Rewrite the items below as a numbered list, leaving out any blank lines.

[START]

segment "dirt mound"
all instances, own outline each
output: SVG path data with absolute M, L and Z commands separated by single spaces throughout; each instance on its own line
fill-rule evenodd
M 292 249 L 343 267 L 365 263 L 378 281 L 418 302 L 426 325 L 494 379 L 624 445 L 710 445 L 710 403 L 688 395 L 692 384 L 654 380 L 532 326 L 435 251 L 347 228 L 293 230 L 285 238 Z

[END]

## Output below
1. segment "dirt mound"
2. all instances, own outline each
3. output: SVG path data with absolute M, L and Z commands separated by single spaces throughout; each instance on its own line
4. fill-rule evenodd
5. M 292 249 L 343 267 L 365 263 L 378 281 L 418 302 L 426 325 L 494 379 L 624 445 L 710 445 L 710 403 L 688 395 L 692 384 L 654 380 L 532 326 L 435 251 L 347 228 L 293 230 L 285 238 Z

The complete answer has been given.